Why NASCAR Got the Fine Right for Danica Patrick

Following Sunday’s incident between Danica Patrick and Kasey Kahne, Patrick was understandably angry. A simple miscalculation from Kahne’s No. 5 sent her No. 10 barreling into the frontstretch wall and ultimately out of the race. But instead of showing her displeasure from the safety of her wrecked race car and the EMTs surrounding it, she chose to walk on to a hot race track instead and was fined $20,000 and placed on probation for the next four events.

This decision is a plus for NASCAR. Since the tragic passing of Sprint Car driver Kevin Ward in 2014, the sanctioning body has instituted a rule that prohibits drivers from walking on to a hot race track following an accident. Although a few drivers have transgressed that rule since (from J.J. Yeley at Watkins Glen that same weekend to Jennifer Jo Cobb at Dover in June of 2015), most have been good about following this rule designed to keep the drivers from jeopardizing their safety.

So for Patrick to take the risk and climb up the track, even if Kahne was in the wrong, was a foolhardy move that could have proved fatal if the slightest mistake were to happen. While what happened initially between her and Kahne could be considered subjective (whether or not it was intentional contact), what she did was black and white. If a driver gets angry with another driver, flash a few angry gestures from the car, or better yet, wait for them in the garage or on pit road. Time and again we’ve seen that this is usually the best way to go about settling a dispute.

Work to complete.
a) Retype the part of the NASCAR fine article that begins at the words "This decision is" and stops after the words "jeopardizing their safety.".
b) In the article on NASCAR's fine for Danica Patrick, how much was Patrick fined, and for how many events was she placed on probation?

Given records.
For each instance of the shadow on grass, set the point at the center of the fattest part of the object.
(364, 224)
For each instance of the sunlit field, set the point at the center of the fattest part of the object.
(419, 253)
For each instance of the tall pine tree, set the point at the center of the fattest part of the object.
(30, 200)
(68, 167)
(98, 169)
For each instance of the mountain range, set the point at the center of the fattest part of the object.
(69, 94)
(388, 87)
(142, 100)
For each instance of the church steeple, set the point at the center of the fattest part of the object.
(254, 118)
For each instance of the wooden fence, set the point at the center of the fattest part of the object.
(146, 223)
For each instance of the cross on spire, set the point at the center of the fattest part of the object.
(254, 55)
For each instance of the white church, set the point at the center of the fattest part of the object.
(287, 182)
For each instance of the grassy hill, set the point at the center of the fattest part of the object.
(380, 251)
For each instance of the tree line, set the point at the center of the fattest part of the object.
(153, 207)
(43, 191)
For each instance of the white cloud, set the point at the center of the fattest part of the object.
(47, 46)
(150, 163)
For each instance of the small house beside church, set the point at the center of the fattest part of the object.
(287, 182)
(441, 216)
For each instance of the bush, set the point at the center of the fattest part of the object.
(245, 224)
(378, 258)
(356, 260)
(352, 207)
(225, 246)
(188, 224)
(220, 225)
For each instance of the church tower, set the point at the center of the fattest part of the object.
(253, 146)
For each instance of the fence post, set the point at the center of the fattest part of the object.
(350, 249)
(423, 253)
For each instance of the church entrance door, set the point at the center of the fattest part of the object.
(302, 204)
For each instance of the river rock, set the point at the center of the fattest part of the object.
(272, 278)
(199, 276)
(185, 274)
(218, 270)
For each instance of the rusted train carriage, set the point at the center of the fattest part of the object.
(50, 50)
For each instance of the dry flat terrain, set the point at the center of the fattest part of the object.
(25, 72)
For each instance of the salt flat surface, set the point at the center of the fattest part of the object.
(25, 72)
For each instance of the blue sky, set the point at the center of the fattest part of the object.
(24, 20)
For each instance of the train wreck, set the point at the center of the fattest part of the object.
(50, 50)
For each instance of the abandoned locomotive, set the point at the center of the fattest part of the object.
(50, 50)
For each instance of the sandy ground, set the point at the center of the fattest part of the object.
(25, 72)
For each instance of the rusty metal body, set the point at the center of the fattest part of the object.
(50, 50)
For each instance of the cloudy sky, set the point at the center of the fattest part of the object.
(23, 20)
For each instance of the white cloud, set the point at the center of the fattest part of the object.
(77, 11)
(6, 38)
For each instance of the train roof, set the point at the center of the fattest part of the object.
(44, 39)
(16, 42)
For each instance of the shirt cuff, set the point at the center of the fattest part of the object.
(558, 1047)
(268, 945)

Solutions to the tasks.
a)
This decision is a plus for NASCAR. Since the tragic passing of Sprint Car driver Kevin Ward in 2014, the sanctioning body has instituted a rule that prohibits drivers from walking on to a hot race track following an accident. Although a few drivers have transgressed that rule since (from J.J. Yeley at Watkins Glen that same weekend to Jennifer Jo Cobb at Dover in June of 2015), most have been good about following this rule designed to keep the drivers from jeopardizing their safety.

b) She was fined $20,000 and placed on probation for the next four events.